** Excerpted records **
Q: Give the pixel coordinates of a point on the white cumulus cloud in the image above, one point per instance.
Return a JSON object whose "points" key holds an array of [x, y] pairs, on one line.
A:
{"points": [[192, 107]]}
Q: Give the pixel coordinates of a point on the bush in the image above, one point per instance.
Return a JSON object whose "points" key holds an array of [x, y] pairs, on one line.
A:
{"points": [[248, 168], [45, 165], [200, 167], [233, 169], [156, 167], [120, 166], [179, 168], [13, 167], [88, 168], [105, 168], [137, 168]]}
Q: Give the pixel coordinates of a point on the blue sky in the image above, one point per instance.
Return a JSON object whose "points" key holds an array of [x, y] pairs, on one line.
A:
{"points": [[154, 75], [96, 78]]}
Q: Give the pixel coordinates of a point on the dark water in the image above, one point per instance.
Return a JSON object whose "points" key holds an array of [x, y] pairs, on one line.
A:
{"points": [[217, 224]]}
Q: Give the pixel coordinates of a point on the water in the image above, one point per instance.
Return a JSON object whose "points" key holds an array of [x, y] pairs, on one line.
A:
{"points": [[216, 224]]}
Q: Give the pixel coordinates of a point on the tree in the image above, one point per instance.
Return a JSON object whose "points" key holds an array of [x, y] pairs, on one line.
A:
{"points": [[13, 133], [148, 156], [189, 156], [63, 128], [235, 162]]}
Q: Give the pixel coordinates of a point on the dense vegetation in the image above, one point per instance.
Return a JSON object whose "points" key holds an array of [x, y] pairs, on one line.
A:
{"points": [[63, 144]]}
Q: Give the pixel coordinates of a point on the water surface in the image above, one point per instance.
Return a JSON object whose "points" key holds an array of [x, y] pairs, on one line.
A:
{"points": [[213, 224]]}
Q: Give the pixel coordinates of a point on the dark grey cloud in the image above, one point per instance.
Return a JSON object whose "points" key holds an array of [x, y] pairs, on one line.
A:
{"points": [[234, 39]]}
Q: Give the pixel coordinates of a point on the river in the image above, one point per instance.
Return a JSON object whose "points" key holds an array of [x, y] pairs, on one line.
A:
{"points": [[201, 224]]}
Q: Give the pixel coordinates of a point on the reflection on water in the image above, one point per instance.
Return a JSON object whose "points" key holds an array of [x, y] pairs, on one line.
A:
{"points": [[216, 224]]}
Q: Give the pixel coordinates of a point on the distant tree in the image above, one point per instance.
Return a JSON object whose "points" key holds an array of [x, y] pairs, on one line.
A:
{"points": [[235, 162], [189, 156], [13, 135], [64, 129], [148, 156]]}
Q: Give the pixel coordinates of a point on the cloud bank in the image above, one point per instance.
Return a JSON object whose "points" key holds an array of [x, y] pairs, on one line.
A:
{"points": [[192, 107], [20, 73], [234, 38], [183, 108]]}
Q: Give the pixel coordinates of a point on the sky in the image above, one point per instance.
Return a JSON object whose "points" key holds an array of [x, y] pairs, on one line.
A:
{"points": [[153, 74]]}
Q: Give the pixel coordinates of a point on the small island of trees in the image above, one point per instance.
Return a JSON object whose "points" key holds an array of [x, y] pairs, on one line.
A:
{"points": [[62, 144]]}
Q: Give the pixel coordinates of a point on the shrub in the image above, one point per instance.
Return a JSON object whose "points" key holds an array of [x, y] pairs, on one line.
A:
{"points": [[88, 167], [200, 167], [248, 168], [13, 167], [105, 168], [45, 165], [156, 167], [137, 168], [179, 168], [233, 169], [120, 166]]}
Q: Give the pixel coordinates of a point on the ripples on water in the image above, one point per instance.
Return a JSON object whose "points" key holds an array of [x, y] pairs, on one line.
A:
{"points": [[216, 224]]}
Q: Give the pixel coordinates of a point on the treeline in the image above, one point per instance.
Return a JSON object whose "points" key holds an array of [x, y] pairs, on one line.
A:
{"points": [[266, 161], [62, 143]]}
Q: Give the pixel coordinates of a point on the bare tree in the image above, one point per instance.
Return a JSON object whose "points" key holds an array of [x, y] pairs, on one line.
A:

** What you need to do **
Convert the data, starting at the line that contains "Q: Give the pixel coordinates of a point on the small" and ending at the last line of the data, into a numbered list that omits any blank lines.

** The response **
1. Q: Give the pixel coordinates of a point on the small island of trees in the image above, one point per instance.
2. Return a JSON object whose "points" key holds an array of [x, y] pairs, on one line.
3. A:
4. {"points": [[62, 144]]}
5. Q: Give the pixel coordinates of a point on the shrub in the image above, one point per instance.
6. Return a JSON object whose "points" key holds an array of [x, y] pairs, on one line.
7. A:
8. {"points": [[88, 167], [200, 167], [248, 168], [13, 167], [105, 168], [45, 165], [156, 167], [137, 168], [179, 168], [233, 169], [120, 166]]}
9. Q: Give the pixel coordinates of a point on the ripples on water in the image above, one point per instance.
10. Return a JSON object whose "points" key holds an array of [x, y] pairs, on one line.
11. A:
12. {"points": [[216, 224]]}
13. Q: Give the pixel coordinates of a point on the treeline in the image above, one point per instance.
14. Return a JSON object whose "points" key holds an array of [x, y] pairs, on one line.
15. A:
16. {"points": [[266, 161], [62, 143]]}
17. Q: Give the pixel coordinates of a point on the bare tree in the image above, one point per instance.
18. Return a JSON object whose "points" key holds an array of [x, y] pairs, on one line.
19. A:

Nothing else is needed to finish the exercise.